--- Start of PAGE EXTRACT ---

Implement row-scaled NVFP4 fprop recipe by zianglih · Pull Request #2931 · NVIDIA/TransformerEngine

zianglih · 2026-04-27T06:18:19Z

Description

Implement ~~per-token~~ row-scaled NVFP4 recipe with fprop only.
Currently, the row-scaled scaling is handled by separate pytorch code.
Quantization kernels are bitwise exact with existing TE reference implementation.

The following tests passed on B200:

python3 -m pytest --tb=auto tests/pytorch/nvfp4/test_nvfp4_quantize_exact.py
python3 -m pytest --tb=auto tests/pytorch/nvfp4/test_nvfp4_gemm_exact.py
python3 -m pytest --tb=auto tests/pytorch/test_backward_override.py
python3 -m pytest --tb=auto tests/pytorch/test_sanity.py
python3 -m pytest --tb=auto tests/pytorch/test_recipe.py
python3 -m pytest --tb=auto tests/pytorch/test_torch_compile.py
python3 -m pytest --tb=auto tests/pytorch/test_cpu_offloading.py
PYTORCH_JIT=0 NVTE_TORCH_COMPILE=0 NVTE_ALLOW_NONDETERMINISTIC_ALGO=0 NVTE_FUSED_ATTN=0 python3 -m pytest --tb=auto tests/pytorch/test_cuda_graphs.py
NVTE_TEST_NVINSPECT_ENABLED=1 NVTE_TEST_NVINSPECT_CONFIG_FILE=tests/pytorch/debug/test_configs/dummy_feature.yaml NVTE_TEST_NVINSPECT_FEATURE_DIRS=transformer_engine/debug/features PYTORCH_JIT=0 NVTE_TORCH_COMPILE=0 NVTE_ALLOW_NONDETERMINISTIC_ALGO=0 python3 -m pytest --tb=auto tests/pytorch/test_sanity.py

Type of change

Documentation change (change only to the documentation, either a fix or a new content)
Bug fix (non-breaking change which fixes an issue)
New feature (non-breaking change which adds functionality)
Breaking change (fix or feature that would cause existing functionality to not work as expected)
Infra/Build change
Code refactoring

Changes

Please list the changes introduced in this PR:

Add a row_scaled_activation field in nvfp4 recipe, can be turned on by NVTE_NVFP4_ROW_SCALED_ACTIVATION
New per-token nvfp4 quantize kernels in transformer_engine/common/cast/nvfp4/quantize_pertoken_nvfp4.cuh, bitwise exact with existing TE pytorch reference implementation and per-tesor nvfp4 emulated implmentation. New quantization kernels folded into existing nvfp4 quantization kernels.

--- End of PAGE EXTRACT ---
--- Start of SUPPLIED INFORMATION ---

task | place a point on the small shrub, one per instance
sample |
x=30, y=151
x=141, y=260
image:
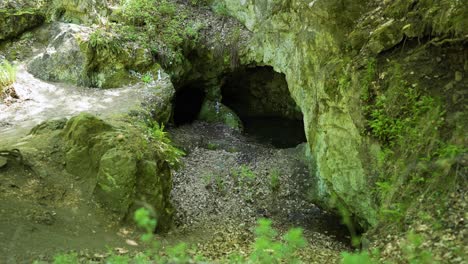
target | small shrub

--- End of SUPPLIED INFORMATION ---

## PROMPT
Reproduce the pull request description starting at "Documentation change (change" and ending at "which adds functionality)", substituting "backward-compatible" for "non-breaking".

## TASK RESULT
Documentation change (change only to the documentation, either a fix or a new content)
Bug fix (backward-compatible change which fixes an issue)
New feature (backward-compatible change which adds functionality)